Object outline annotations:

•••

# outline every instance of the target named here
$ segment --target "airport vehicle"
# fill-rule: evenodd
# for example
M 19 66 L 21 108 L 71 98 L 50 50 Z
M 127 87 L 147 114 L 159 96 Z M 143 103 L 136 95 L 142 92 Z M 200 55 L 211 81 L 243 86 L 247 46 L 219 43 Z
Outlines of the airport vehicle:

•••

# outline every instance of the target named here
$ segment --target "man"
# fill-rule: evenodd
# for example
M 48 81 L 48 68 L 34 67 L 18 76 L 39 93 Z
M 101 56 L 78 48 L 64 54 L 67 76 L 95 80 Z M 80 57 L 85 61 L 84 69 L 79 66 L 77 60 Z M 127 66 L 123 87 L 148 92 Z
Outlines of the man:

•••

Set problem
List every line in the rows above that contains the string "target". Copy each of those lines in full.

Complete output
# outline every instance of the target named here
$ segment --target "airport vehicle"
# outline every instance of the target named here
$ segment --target "man"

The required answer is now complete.